### What to work on
Render the stretch of the listing from the line containing "Task: point to every instance of the woman's hand." through its end as a numbered list, including both ends and omitting any blank lines.

### Supplied material
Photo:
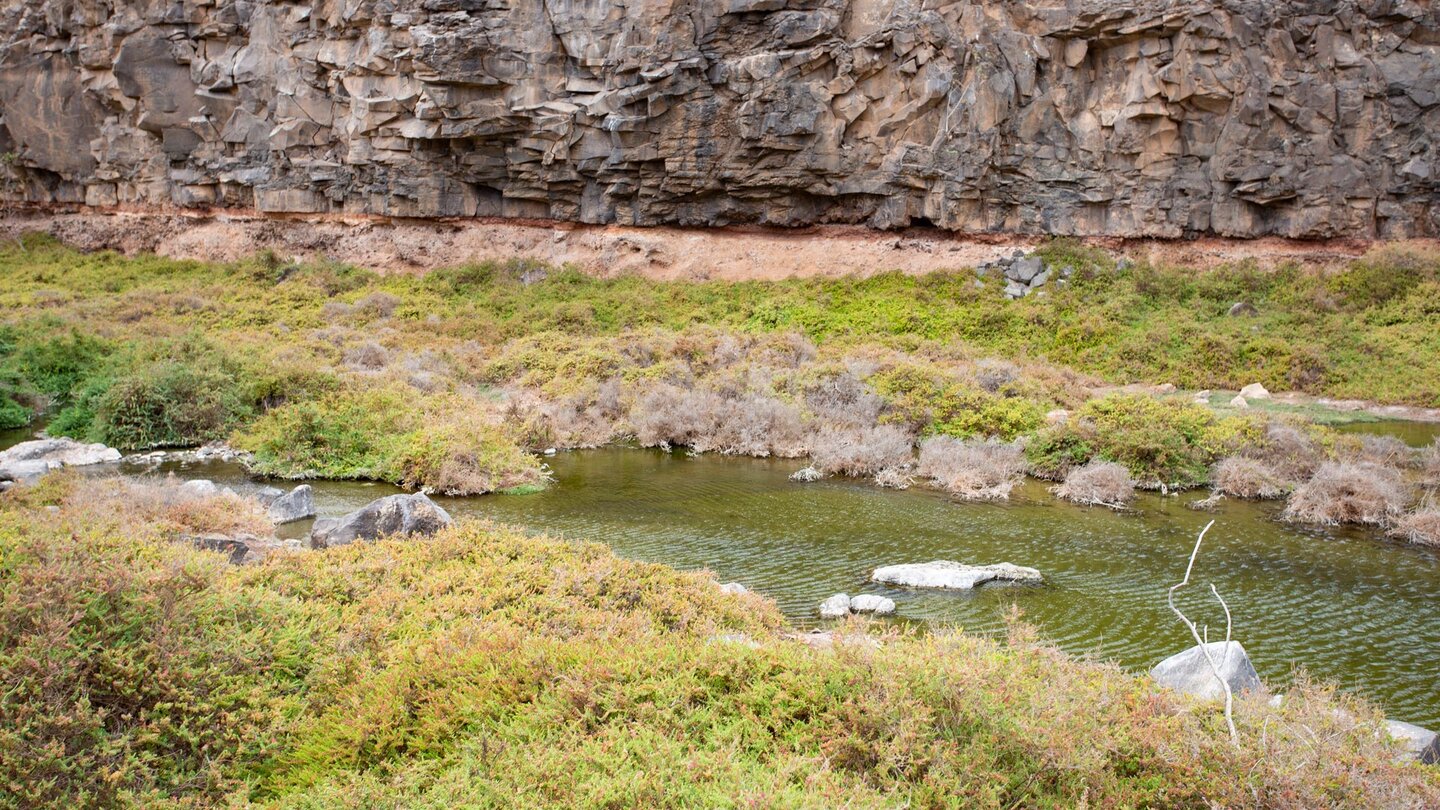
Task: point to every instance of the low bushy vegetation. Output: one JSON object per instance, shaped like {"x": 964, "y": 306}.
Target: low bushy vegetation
{"x": 1239, "y": 476}
{"x": 1420, "y": 526}
{"x": 445, "y": 381}
{"x": 972, "y": 470}
{"x": 438, "y": 443}
{"x": 1159, "y": 441}
{"x": 490, "y": 668}
{"x": 1355, "y": 492}
{"x": 1098, "y": 483}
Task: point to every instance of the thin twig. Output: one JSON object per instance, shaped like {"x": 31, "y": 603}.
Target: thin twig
{"x": 1201, "y": 636}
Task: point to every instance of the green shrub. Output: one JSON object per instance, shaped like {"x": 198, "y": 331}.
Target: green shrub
{"x": 386, "y": 434}
{"x": 164, "y": 394}
{"x": 56, "y": 366}
{"x": 491, "y": 668}
{"x": 1159, "y": 441}
{"x": 346, "y": 434}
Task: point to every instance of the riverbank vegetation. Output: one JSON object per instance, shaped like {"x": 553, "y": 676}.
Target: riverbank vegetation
{"x": 490, "y": 668}
{"x": 452, "y": 379}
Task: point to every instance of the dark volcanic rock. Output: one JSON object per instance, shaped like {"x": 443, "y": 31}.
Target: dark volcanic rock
{"x": 1159, "y": 118}
{"x": 393, "y": 515}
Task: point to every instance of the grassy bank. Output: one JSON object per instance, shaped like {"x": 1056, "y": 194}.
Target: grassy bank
{"x": 445, "y": 379}
{"x": 483, "y": 668}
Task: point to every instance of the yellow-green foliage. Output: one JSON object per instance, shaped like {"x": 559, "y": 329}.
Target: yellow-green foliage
{"x": 487, "y": 668}
{"x": 1159, "y": 441}
{"x": 389, "y": 434}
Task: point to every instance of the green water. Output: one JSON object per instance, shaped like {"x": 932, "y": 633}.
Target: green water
{"x": 1347, "y": 606}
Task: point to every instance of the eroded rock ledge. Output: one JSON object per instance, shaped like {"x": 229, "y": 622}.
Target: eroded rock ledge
{"x": 1301, "y": 118}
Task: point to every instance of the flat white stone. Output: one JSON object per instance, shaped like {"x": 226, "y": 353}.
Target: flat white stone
{"x": 870, "y": 603}
{"x": 835, "y": 607}
{"x": 952, "y": 575}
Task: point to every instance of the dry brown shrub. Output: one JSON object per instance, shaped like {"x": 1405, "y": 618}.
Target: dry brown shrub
{"x": 860, "y": 451}
{"x": 130, "y": 500}
{"x": 1247, "y": 477}
{"x": 972, "y": 470}
{"x": 1348, "y": 493}
{"x": 707, "y": 421}
{"x": 992, "y": 374}
{"x": 843, "y": 401}
{"x": 1430, "y": 464}
{"x": 893, "y": 479}
{"x": 1098, "y": 483}
{"x": 369, "y": 356}
{"x": 1420, "y": 526}
{"x": 379, "y": 304}
{"x": 1290, "y": 451}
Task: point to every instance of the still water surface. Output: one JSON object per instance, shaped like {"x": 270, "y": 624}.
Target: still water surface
{"x": 1347, "y": 606}
{"x": 1344, "y": 604}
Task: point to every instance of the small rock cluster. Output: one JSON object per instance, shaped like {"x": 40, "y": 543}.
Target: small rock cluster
{"x": 843, "y": 604}
{"x": 1024, "y": 274}
{"x": 29, "y": 460}
{"x": 952, "y": 575}
{"x": 1190, "y": 673}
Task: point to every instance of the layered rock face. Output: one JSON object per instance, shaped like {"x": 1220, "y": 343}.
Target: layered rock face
{"x": 1098, "y": 117}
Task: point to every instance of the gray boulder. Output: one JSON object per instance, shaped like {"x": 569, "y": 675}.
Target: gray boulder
{"x": 1026, "y": 270}
{"x": 199, "y": 487}
{"x": 1416, "y": 742}
{"x": 268, "y": 495}
{"x": 393, "y": 515}
{"x": 835, "y": 607}
{"x": 870, "y": 603}
{"x": 952, "y": 575}
{"x": 29, "y": 460}
{"x": 297, "y": 505}
{"x": 1190, "y": 672}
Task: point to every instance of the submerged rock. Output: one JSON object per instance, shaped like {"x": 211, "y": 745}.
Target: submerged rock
{"x": 1190, "y": 672}
{"x": 297, "y": 505}
{"x": 33, "y": 459}
{"x": 1416, "y": 742}
{"x": 952, "y": 575}
{"x": 393, "y": 515}
{"x": 807, "y": 474}
{"x": 199, "y": 487}
{"x": 241, "y": 548}
{"x": 870, "y": 603}
{"x": 835, "y": 607}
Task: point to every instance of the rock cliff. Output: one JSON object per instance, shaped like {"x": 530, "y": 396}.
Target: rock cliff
{"x": 1103, "y": 117}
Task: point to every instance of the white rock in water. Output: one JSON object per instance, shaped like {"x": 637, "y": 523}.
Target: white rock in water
{"x": 297, "y": 505}
{"x": 382, "y": 518}
{"x": 33, "y": 459}
{"x": 835, "y": 607}
{"x": 870, "y": 603}
{"x": 199, "y": 487}
{"x": 954, "y": 575}
{"x": 1416, "y": 742}
{"x": 1190, "y": 672}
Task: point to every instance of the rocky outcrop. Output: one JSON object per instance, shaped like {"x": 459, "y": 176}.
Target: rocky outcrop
{"x": 1162, "y": 118}
{"x": 1416, "y": 742}
{"x": 29, "y": 460}
{"x": 952, "y": 575}
{"x": 382, "y": 518}
{"x": 1190, "y": 672}
{"x": 295, "y": 505}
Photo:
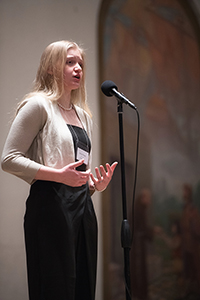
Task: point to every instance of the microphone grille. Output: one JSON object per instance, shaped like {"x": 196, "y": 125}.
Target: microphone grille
{"x": 107, "y": 87}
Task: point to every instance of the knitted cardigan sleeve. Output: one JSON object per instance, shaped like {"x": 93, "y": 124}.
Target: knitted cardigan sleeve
{"x": 29, "y": 120}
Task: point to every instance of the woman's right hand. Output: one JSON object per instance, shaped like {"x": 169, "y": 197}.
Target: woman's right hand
{"x": 67, "y": 175}
{"x": 70, "y": 176}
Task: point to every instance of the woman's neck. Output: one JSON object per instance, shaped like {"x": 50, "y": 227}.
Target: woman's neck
{"x": 65, "y": 100}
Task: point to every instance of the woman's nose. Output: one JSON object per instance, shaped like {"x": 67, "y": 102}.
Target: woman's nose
{"x": 78, "y": 67}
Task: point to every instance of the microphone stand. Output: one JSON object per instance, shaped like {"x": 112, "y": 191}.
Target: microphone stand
{"x": 125, "y": 228}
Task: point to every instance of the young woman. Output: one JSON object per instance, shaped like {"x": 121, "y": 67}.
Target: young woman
{"x": 49, "y": 146}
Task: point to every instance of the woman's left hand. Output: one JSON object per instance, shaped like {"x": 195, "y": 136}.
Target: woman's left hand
{"x": 103, "y": 178}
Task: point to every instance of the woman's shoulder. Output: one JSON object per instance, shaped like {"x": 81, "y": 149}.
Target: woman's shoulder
{"x": 34, "y": 102}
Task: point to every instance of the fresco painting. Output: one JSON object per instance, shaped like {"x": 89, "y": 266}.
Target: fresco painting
{"x": 150, "y": 49}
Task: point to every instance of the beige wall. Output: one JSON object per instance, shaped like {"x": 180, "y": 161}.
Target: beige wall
{"x": 26, "y": 28}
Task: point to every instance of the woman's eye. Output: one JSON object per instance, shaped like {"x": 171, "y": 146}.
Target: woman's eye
{"x": 71, "y": 62}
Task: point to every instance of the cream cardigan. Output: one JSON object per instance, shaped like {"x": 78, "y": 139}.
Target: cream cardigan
{"x": 39, "y": 136}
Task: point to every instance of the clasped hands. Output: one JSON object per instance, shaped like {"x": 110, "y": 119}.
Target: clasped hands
{"x": 100, "y": 182}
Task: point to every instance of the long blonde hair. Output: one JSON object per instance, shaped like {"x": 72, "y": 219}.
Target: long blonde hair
{"x": 49, "y": 78}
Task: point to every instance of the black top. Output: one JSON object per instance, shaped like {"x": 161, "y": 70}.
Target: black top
{"x": 80, "y": 139}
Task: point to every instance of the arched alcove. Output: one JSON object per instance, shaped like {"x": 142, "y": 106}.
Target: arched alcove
{"x": 151, "y": 50}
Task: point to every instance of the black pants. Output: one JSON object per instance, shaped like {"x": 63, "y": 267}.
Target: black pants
{"x": 61, "y": 242}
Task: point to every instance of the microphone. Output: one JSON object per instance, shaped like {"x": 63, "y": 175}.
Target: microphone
{"x": 110, "y": 89}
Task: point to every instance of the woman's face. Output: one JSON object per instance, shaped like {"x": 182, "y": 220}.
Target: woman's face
{"x": 73, "y": 70}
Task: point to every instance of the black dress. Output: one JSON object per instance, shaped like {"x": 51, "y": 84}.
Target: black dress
{"x": 61, "y": 239}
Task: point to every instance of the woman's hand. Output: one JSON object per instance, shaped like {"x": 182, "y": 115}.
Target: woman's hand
{"x": 67, "y": 175}
{"x": 103, "y": 178}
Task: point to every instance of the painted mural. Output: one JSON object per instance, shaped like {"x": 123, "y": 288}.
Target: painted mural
{"x": 150, "y": 49}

### Final answer
1. Task: point to every instance of the woman's hand. Output: one JSON object per instance, shaped like {"x": 182, "y": 115}.
2. Target: woman's hand
3. {"x": 67, "y": 175}
4. {"x": 103, "y": 178}
5. Task: point to every instance of the painted mural. Output: one JSON object per instance, shaped like {"x": 123, "y": 288}.
6. Target: painted mural
7. {"x": 150, "y": 49}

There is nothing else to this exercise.